## Exercise description
The response should contain every entry, reproduced exactly.

## Dataset records
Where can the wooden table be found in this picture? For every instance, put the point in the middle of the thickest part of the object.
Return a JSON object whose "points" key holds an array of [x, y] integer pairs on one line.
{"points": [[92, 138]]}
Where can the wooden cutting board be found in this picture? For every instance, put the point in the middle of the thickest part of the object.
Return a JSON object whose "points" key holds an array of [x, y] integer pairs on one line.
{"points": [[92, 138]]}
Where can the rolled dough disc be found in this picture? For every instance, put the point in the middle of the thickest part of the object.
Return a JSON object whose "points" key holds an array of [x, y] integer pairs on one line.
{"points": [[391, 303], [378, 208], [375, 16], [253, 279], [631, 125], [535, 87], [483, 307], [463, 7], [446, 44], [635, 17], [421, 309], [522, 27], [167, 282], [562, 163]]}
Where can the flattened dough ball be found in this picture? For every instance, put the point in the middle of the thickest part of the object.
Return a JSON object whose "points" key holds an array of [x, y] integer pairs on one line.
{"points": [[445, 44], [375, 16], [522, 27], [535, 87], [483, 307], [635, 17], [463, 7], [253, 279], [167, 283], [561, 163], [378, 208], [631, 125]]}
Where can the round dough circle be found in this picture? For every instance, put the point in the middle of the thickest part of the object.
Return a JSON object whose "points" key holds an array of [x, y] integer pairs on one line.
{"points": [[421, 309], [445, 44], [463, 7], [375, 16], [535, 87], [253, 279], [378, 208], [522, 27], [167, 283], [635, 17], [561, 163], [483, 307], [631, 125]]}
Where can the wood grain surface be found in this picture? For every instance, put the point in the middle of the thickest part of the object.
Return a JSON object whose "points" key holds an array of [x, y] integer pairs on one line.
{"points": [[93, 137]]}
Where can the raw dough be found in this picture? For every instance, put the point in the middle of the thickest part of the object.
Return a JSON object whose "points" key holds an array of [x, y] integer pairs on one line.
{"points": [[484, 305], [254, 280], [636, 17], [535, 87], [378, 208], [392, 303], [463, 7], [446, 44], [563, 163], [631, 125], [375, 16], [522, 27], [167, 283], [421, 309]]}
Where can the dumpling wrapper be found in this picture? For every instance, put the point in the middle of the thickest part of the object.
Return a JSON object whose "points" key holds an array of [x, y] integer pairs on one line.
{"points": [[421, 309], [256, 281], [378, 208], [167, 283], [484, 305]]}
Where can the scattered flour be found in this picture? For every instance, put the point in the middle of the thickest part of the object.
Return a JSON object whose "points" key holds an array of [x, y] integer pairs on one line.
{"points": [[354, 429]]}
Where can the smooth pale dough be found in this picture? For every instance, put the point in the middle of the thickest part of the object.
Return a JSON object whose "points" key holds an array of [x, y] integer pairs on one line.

## Written response
Where can the wooden table be found in this picture? For every instance, put the point in the middle of the thickest part of the object.
Return a JSON object whose "points" key holds an array of [x, y] integer pairs on one line.
{"points": [[92, 138]]}
Where can the wooden cutting board be found in this picture? For every instance, put the point in the middle of the thickest part of the object.
Return a JSON object whose "points" key holds an array of [x, y] integer pairs on one line.
{"points": [[92, 138]]}
Where can the rolled dough disc be found in this picture? For every instance, put the point in the middle of the thickest part of the object.
Return a JSON object whose "points" key holds an array of [x, y] integer pairs on one line.
{"points": [[391, 303], [378, 208], [375, 16], [253, 279], [631, 125], [535, 87], [483, 307], [463, 7], [446, 44], [635, 17], [421, 309], [522, 27], [167, 282], [562, 163]]}
Where can the flattened dough ball be found in this picture? For every instance, put the point in the middle of the thickest part of the object.
Return a JSON object whose "points" key holds an array of [x, y] integer pairs on one line.
{"points": [[445, 44], [375, 16], [522, 27], [535, 87], [483, 307], [635, 17], [463, 7], [253, 279], [167, 283], [561, 163], [378, 208], [631, 125]]}
Where can the round dough circle be found in this picture? For every instance, put the point in the middle of the thickest part of the object.
Return a JSON object whose "points" key holds an array of [x, y] integer pairs on one line.
{"points": [[421, 309], [445, 44], [463, 7], [375, 16], [535, 87], [253, 279], [378, 208], [522, 27], [167, 283], [635, 17], [561, 163], [483, 307], [631, 125]]}
Where can the wood grain surface be found in this picture? For every instance, put the point in the middle of the thickest part of the object.
Return a JSON object whose "points" key holds an array of [x, y] integer pairs on one line.
{"points": [[93, 137]]}
Where can the raw dough be found in this picture? For every instance, put the point in the middle of the thickest part of the object.
Return a JSON object whose "points" key holds an array of [x, y] integer pairs on one line.
{"points": [[484, 305], [254, 280], [636, 17], [535, 87], [378, 208], [392, 303], [463, 7], [446, 44], [563, 163], [631, 125], [375, 16], [522, 27], [167, 283], [421, 309]]}
Where can the dumpling wrapper be found in this picture? For every instance, put the point in the middle of the thickest part of the object.
Return a JSON object whose "points" key holds an array of [x, y] integer pairs on one line.
{"points": [[421, 309], [256, 281], [378, 208], [167, 283], [484, 305]]}
Where can the scattered flour be found in this picture? For every instance, put the point in the middle of the thickest part of the object.
Return a JSON object whose "points" key holds an array of [x, y] integer pairs on one line.
{"points": [[354, 429]]}
Where can the smooth pale dough be found in this picture? For every instance, put the point in the middle of the thickest part of the object.
Return a JSON object whose "points" key holds an array of [x, y] integer pairs on one line.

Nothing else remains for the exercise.